== DATA FOR PROCESSING

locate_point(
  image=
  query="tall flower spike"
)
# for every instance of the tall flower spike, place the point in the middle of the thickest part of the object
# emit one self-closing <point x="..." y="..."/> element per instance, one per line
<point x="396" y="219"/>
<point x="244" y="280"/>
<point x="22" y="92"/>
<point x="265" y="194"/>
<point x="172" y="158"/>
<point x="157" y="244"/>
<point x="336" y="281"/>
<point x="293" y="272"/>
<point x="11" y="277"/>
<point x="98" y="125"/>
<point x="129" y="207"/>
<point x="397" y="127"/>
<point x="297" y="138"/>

====

## [ACTION ITEM]
Write every entry out again. Keep each one exact.

## [RESPONSE TO THIS TASK]
locate_point(
  image=
  query="tall flower spike"
)
# for every instance of the tall flower spike, place the point in the middle of the thickest part of the object
# emit one self-closing <point x="..." y="..."/> element per instance, one per line
<point x="396" y="219"/>
<point x="244" y="280"/>
<point x="22" y="92"/>
<point x="265" y="194"/>
<point x="172" y="158"/>
<point x="157" y="244"/>
<point x="336" y="281"/>
<point x="293" y="272"/>
<point x="11" y="277"/>
<point x="98" y="125"/>
<point x="129" y="207"/>
<point x="397" y="127"/>
<point x="297" y="138"/>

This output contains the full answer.